● Work instruction A
In the appeal report, what did the post-mortem reveal as Mr Doyle's cause of death?
● Work instruction B
Reproduce word for word the passage of the appeal report starting at "Her appeal, made" and ending at "him in the car.".

● Excerpted text
Her appeal, made on the single ground the conviction was unreasonable and unsupported by the evidence, has been dismissed in the NSW Court of Criminal Appeal. The critical issue in the manslaughter case was whether it could be proved beyond reasonable doubt that Mr Doyle was alive when Dowling drove away with him in the car.
Medical evidence heard in the trial and examined in the review of the case indicated that there was a "reasonable prospect of reviving" Mr Doyle if he had been taken to hospital.
Mr Doyle was virtually comatose when he was put into the vehicle by two other friends so he could be taken to hospital, and to Dowling's knowledge he had taken both Xanax and oxycodone.
Appeals court judge Justice John Basten upheld the decision on Friday. Dowling "well understood the condition Mr Doyle was in" as he was placed into her car, Justice Basten said, as well as why he was placed there.
A post-mortem later revealed Mr Doyle's cause of death to be acute multi-drug toxicity.
"It follows that [Dowling's] deliberate act of taking him to her home and leaving him without any attention let alone medical attention, was grossly negligent and significantly hastened his death," Justice Basten said in handing down his decision.
"It necessarily followed that she owed the deceased a duty of care because she voluntarily assumed his care whilst he was helpless, and by removing him from the possibility of others providing help, 'secluded' him."
Dowling's own evidence that she had "checked his vitals" when Mr Doyle was taken to the ute, as well as that of five others including her mother, was taken into account by the court.
The presence of vomit throughout the passenger side of the ute, with stains splashed across the door, floor, above the glove box, between the seats and on the roof, also supported the prosecution's case that Mr Doyle was alive when he came to be in the car.
Two witnesses didn't recall Mr Doyle having vomited in the car, and an early statement from Dowling indicated the same.
"Although Mr Doyle had vomited at the house in which the drugs were taken, no explanation was proffered as to how there came to be vomit so widely spread in the vehicle, if he was in fact deceased at the time he was placed in the vehicle," Justice Basten said.

(Saved entries)
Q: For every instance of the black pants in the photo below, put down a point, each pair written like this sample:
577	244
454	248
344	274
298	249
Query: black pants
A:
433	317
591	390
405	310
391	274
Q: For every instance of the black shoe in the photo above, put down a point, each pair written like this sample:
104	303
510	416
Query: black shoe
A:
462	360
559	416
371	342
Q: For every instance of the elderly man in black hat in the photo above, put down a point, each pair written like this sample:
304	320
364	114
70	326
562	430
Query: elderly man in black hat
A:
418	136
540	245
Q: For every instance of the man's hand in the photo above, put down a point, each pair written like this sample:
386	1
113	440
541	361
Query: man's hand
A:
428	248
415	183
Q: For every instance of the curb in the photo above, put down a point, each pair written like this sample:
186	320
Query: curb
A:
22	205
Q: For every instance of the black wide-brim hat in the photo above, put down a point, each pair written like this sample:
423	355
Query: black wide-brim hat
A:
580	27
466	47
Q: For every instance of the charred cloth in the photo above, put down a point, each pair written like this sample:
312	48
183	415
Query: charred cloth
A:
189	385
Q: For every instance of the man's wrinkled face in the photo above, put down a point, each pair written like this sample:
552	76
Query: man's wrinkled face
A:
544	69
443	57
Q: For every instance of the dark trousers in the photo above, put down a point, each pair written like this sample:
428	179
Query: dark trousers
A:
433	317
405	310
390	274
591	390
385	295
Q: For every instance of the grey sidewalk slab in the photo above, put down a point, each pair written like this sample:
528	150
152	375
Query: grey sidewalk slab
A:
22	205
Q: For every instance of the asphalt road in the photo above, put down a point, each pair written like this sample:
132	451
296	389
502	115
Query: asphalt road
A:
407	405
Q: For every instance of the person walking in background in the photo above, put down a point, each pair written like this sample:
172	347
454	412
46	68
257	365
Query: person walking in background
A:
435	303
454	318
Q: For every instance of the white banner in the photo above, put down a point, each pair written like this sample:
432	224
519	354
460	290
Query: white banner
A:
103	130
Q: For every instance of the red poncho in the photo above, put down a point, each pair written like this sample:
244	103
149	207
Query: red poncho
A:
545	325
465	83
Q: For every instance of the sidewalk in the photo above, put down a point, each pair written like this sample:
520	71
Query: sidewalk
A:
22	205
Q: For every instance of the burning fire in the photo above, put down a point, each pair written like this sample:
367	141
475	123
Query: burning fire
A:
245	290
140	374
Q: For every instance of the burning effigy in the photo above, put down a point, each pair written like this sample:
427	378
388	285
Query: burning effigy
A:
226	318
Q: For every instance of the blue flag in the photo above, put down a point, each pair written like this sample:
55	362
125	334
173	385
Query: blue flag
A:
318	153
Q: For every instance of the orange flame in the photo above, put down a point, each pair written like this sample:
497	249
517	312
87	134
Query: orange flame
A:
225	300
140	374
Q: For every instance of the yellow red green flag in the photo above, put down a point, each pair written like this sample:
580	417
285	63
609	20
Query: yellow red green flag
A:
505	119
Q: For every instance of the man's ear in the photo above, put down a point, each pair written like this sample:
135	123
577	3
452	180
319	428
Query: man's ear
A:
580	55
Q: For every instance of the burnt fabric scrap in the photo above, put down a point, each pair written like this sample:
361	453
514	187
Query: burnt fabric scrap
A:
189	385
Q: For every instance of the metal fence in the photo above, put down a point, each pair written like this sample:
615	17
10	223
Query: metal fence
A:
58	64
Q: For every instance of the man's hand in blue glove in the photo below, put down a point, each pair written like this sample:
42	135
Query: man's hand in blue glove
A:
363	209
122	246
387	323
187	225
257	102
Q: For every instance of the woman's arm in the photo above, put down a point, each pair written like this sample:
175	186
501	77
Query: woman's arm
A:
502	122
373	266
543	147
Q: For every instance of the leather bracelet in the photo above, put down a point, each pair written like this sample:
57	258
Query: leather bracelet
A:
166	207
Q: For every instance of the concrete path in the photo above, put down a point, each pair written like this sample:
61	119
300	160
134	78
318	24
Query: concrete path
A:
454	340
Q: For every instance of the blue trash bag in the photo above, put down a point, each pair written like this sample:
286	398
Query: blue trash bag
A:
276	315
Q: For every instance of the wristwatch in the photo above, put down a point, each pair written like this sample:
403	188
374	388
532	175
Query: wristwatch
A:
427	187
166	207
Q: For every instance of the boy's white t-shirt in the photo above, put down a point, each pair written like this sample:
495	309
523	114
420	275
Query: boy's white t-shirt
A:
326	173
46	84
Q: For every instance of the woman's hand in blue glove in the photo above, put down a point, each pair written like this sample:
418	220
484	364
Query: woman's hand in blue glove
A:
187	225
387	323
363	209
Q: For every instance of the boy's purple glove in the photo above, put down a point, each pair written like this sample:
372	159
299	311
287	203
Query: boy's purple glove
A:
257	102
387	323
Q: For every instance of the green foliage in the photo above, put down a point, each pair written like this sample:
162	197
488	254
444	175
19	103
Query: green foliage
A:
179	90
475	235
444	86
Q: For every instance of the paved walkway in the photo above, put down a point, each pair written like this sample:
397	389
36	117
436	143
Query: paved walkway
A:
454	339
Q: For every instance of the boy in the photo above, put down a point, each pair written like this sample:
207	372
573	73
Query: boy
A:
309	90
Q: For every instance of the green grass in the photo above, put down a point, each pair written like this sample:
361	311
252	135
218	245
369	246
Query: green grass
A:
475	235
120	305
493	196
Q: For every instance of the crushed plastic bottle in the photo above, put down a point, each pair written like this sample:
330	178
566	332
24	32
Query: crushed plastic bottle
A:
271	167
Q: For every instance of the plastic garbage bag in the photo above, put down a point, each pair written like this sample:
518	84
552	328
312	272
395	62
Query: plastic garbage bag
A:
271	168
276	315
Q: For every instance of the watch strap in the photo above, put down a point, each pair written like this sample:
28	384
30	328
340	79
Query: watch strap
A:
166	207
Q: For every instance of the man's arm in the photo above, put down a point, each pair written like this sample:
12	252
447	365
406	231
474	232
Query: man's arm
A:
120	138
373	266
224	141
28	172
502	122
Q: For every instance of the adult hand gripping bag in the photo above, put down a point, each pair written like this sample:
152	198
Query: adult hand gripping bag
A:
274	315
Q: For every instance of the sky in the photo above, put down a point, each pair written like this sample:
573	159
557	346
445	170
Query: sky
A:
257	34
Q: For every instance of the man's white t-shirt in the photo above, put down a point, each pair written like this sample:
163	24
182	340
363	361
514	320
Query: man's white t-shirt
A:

● Response area A
Acute multi-drug toxicity.

● Response area B
Her appeal, made on the single ground the conviction was unreasonable and unsupported by the evidence, has been dismissed in the NSW Court of Criminal Appeal. The critical issue in the manslaughter case was whether it could be proved beyond reasonable doubt that Mr Doyle was alive when Dowling drove away with him in the car.